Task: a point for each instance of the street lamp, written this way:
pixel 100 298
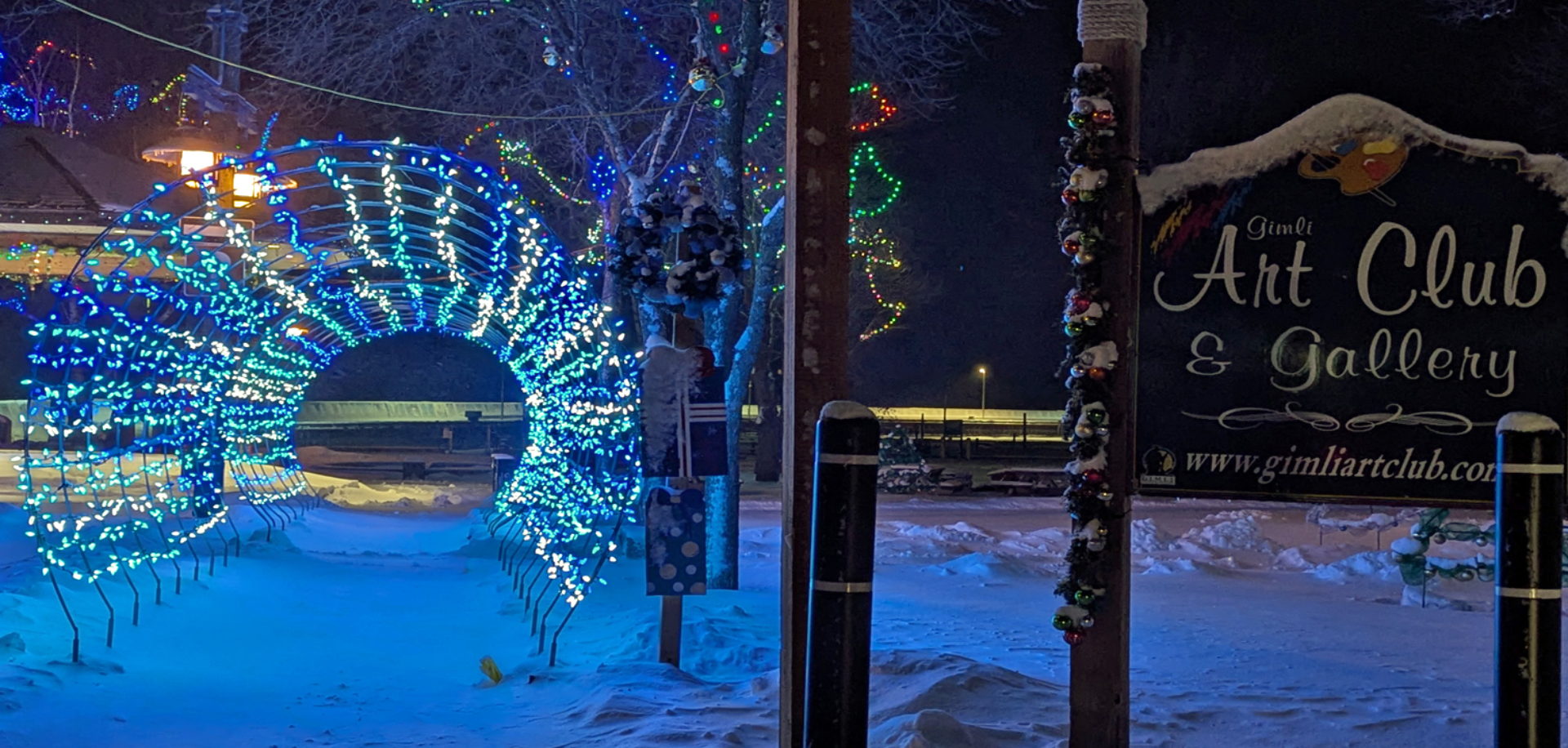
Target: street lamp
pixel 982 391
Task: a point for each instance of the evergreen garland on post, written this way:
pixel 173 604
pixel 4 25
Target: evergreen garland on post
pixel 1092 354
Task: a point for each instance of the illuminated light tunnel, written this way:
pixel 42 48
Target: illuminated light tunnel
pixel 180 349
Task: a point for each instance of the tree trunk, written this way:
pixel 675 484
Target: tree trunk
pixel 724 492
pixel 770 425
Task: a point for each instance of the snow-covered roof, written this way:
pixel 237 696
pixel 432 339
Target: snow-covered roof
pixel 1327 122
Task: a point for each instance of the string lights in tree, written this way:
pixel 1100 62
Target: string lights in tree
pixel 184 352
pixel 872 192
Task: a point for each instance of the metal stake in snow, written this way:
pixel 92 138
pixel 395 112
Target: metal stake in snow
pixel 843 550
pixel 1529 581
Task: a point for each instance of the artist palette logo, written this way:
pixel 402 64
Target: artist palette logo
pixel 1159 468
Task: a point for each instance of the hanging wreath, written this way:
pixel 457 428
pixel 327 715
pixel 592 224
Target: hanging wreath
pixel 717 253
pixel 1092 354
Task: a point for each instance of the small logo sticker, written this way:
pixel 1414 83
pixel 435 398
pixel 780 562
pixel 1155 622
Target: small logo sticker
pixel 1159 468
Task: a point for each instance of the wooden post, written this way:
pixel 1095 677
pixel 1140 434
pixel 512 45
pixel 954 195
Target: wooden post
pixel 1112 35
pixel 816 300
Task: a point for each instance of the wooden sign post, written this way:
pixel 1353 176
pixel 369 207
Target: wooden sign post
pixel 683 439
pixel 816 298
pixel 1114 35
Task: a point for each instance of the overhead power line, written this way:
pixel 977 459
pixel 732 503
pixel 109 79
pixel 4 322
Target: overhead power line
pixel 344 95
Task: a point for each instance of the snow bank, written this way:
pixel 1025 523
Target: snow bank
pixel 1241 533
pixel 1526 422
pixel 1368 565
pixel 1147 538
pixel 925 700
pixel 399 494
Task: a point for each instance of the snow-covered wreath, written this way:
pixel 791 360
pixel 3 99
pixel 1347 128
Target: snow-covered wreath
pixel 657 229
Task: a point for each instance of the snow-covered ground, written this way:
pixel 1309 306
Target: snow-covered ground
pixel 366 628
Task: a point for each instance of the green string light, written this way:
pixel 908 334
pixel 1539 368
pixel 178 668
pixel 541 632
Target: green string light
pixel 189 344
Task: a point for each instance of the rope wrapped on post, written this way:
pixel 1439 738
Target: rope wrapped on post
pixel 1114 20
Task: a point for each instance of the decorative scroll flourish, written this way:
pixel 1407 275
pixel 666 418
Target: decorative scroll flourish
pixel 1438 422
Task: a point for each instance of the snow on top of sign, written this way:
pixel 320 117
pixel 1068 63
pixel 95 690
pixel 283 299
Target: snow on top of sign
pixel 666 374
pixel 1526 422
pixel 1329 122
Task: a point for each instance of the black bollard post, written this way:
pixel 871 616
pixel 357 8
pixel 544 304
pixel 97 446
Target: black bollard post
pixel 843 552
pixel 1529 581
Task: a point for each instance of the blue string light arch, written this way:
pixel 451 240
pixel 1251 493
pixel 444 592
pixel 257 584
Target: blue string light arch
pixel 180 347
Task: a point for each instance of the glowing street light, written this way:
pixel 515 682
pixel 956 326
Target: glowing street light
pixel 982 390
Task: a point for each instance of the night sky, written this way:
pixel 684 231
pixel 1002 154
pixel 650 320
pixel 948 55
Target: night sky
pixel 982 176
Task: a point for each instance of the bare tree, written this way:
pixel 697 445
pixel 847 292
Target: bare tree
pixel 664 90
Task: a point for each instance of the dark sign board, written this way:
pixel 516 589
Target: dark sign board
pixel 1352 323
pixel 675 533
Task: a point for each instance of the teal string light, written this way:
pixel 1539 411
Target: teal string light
..............................
PROBLEM DETAILS >>
Swap "written this way" for "in this format" throughout all the items above, and write them out again with everything else unchanged. Leave the pictures out.

RESPONSE TO THIS EXERCISE >>
Task: a point for each instance of the street lamp, in this format:
pixel 100 298
Target: street lamp
pixel 982 391
Task: a point for each instance of the evergreen garland on post, in this format:
pixel 173 604
pixel 4 25
Target: evergreen garland on post
pixel 1092 354
Task: a point for each instance of the illuminated light tunnel, in this format:
pixel 42 48
Target: illuminated light tunnel
pixel 180 349
Task: a point for each instance of the tree trunk, in this format:
pixel 675 484
Target: tree trunk
pixel 724 492
pixel 770 425
Task: a point for each instance of the snow-covered roof, in this format:
pixel 237 696
pixel 432 339
Target: snow-covered roof
pixel 1327 122
Task: a point for each instance of the string lights in tree, in this format:
pixel 1100 62
Target: string lights in tree
pixel 184 352
pixel 872 192
Task: a point for each instance of the metal stake in snow, in this format:
pixel 92 138
pixel 395 112
Target: metal stake in snow
pixel 843 550
pixel 1529 581
Task: a point for each instance of the artist palette logo, in this format:
pixel 402 64
Target: artist palette logo
pixel 1159 468
Task: a point for each instance of the hanging wreath, in this format:
pixel 457 428
pixel 327 715
pixel 592 224
Target: hanging wreath
pixel 717 253
pixel 1092 354
Task: a point for each instance of the small logo sticker, in this format:
pixel 1414 83
pixel 435 398
pixel 780 562
pixel 1155 622
Target: small logo sticker
pixel 1159 468
Task: a point for each instance of the wooden post, in this format:
pixel 1095 677
pixel 1140 434
pixel 512 45
pixel 954 195
Target: wooden post
pixel 1112 35
pixel 816 300
Task: a point for each instance of the wooden sign post, in this format:
pixel 1353 176
pixel 369 207
Target: wooden sign post
pixel 683 439
pixel 816 298
pixel 1114 35
Task: a point for each instance of the overhead power line, in this format:
pixel 977 459
pixel 732 503
pixel 109 79
pixel 4 322
Target: overhead power line
pixel 344 95
Task: a point for each instance of the snow bank, in this format:
pixel 1025 523
Target: snow bank
pixel 1241 533
pixel 1526 422
pixel 1368 565
pixel 1147 538
pixel 925 700
pixel 399 494
Task: a point for each instance of the snow-covered wreath, in this format:
pixel 791 360
pixel 3 99
pixel 1347 128
Target: snow-covered wreath
pixel 657 229
Task: a point for each instance of the snow-covered ground, in this format:
pixel 1309 306
Target: snow-covered ground
pixel 366 628
Task: a point for each instance of the green string light, in this format:
pixel 908 334
pixel 1539 368
pixel 178 668
pixel 541 632
Target: green string light
pixel 189 344
Task: a point for each instance of the rope wrapped on post, in this format:
pixel 1439 738
Target: rope wrapped on post
pixel 1114 20
Task: a point for each instance of the decorative scroll flourish, in this format:
pixel 1407 275
pixel 666 418
Target: decorative scroll flourish
pixel 1438 422
Task: a point for each instance of the snow on top of sign, in this format:
pixel 320 117
pixel 1068 63
pixel 95 690
pixel 283 299
Target: snow on top of sign
pixel 666 374
pixel 1526 422
pixel 1329 122
Task: a point for each instance of the black bollard post, in this format:
pixel 871 616
pixel 357 8
pixel 544 304
pixel 97 446
Target: black bollard post
pixel 843 552
pixel 1529 581
Task: a point for each instance of the blue string light arch, in this format:
pixel 451 240
pixel 1251 493
pixel 444 592
pixel 257 584
Target: blue string light arch
pixel 180 347
Task: a point for each instance of the glowing street light, in this format:
pixel 515 682
pixel 956 326
Target: glowing street light
pixel 982 390
Task: a point for each instance of the night sky, in this format:
pixel 684 231
pixel 1002 154
pixel 650 320
pixel 948 55
Target: night sky
pixel 982 176
Task: a point for each instance of the bare tree, in this format:
pixel 697 445
pixel 847 292
Target: bare tree
pixel 664 90
Task: a point for each instance of the dark sign board, in this format:
pixel 516 589
Target: dark sign board
pixel 1352 323
pixel 675 533
Task: a point for each instance of the teal string light, in this format:
pixel 1539 411
Target: teal string light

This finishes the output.